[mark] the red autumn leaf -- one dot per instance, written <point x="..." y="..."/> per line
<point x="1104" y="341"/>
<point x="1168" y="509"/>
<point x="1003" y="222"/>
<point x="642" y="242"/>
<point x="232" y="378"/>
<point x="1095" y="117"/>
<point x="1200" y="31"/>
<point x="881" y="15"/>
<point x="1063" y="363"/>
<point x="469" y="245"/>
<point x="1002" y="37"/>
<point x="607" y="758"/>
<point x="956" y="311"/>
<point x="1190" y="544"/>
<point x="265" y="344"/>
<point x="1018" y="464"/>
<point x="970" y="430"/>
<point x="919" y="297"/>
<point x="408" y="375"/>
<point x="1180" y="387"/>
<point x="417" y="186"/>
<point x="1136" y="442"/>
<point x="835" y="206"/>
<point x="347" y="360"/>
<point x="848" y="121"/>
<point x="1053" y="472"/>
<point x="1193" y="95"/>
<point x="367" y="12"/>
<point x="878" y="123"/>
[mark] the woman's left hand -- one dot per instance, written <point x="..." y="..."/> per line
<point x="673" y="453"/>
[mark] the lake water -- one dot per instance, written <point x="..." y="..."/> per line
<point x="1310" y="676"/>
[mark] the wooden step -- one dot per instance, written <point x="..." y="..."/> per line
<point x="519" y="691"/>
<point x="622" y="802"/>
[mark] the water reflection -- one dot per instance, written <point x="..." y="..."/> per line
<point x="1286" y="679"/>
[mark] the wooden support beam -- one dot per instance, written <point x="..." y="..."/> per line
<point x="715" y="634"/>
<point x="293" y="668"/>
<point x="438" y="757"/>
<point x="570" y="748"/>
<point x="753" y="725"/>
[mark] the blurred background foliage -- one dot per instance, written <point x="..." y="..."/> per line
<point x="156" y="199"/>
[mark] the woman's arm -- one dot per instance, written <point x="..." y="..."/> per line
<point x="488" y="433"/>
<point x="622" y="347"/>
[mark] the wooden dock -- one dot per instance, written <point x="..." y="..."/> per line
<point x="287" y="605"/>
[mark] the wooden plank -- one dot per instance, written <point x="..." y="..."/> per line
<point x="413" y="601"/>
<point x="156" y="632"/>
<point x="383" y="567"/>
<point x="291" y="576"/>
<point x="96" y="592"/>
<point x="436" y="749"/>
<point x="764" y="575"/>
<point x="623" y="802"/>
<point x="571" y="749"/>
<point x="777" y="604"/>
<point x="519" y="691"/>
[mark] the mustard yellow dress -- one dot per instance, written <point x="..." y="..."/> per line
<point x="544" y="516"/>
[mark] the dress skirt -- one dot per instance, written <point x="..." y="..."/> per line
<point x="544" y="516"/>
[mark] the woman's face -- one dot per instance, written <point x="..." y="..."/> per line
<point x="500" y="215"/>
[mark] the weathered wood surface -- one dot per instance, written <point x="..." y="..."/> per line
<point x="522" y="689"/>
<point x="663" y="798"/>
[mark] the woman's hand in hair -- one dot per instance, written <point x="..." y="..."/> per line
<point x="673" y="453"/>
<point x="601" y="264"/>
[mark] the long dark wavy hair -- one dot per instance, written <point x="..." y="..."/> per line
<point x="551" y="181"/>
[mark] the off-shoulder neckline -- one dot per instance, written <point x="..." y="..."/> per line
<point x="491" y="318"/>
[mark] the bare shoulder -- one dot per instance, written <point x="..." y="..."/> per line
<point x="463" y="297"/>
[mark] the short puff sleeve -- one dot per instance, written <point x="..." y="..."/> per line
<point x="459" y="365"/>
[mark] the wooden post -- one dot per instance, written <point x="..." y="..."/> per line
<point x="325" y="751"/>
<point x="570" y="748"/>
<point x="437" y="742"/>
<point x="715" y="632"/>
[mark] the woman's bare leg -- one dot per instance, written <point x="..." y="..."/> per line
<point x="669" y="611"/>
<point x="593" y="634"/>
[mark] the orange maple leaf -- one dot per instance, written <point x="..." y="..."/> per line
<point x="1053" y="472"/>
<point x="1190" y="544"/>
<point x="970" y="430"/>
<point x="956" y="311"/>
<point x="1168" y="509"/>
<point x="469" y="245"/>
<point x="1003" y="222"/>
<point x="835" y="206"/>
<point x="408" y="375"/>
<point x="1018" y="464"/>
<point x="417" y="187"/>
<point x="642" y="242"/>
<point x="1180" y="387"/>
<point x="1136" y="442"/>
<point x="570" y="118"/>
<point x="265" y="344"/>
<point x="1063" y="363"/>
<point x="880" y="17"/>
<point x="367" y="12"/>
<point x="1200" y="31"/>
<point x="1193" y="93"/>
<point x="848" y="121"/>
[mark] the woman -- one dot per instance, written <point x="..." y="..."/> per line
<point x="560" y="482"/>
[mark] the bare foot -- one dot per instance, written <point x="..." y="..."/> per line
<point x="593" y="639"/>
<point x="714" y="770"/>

WHAT THE EXERCISE ASKS - Transcribe the records above exactly, but only from the line that contains "[mark] the bare shoulder" through their final line, inclusive.

EXPECTED ANSWER -
[mark] the bare shoulder -- one dot per instance, written <point x="..." y="..."/> per line
<point x="463" y="297"/>
[mark] the short puff sleeve -- one dot per instance, written <point x="..." y="..."/> per line
<point x="459" y="365"/>
[mark] the wooden post -- one dot per instance, written <point x="..." y="..."/> per line
<point x="325" y="751"/>
<point x="570" y="748"/>
<point x="437" y="742"/>
<point x="715" y="632"/>
[mark] the woman's bare leg -- one dot per instance, written <point x="..." y="..."/> per line
<point x="669" y="611"/>
<point x="593" y="634"/>
[mark] the orange maple leaf -- one dot per instance, written <point x="..." y="..."/> per line
<point x="1053" y="472"/>
<point x="1190" y="544"/>
<point x="970" y="430"/>
<point x="956" y="311"/>
<point x="1168" y="509"/>
<point x="469" y="245"/>
<point x="1003" y="222"/>
<point x="835" y="206"/>
<point x="408" y="375"/>
<point x="1018" y="464"/>
<point x="417" y="187"/>
<point x="642" y="242"/>
<point x="1180" y="387"/>
<point x="1136" y="442"/>
<point x="570" y="118"/>
<point x="265" y="344"/>
<point x="1063" y="363"/>
<point x="880" y="17"/>
<point x="367" y="12"/>
<point x="1200" y="31"/>
<point x="1193" y="93"/>
<point x="848" y="121"/>
[mark] the woman -- one dot per instance, written <point x="..." y="..."/> per line
<point x="560" y="482"/>
[mark] the bare foot -- one dot per instance, written <point x="..." y="..."/> per line
<point x="593" y="639"/>
<point x="714" y="770"/>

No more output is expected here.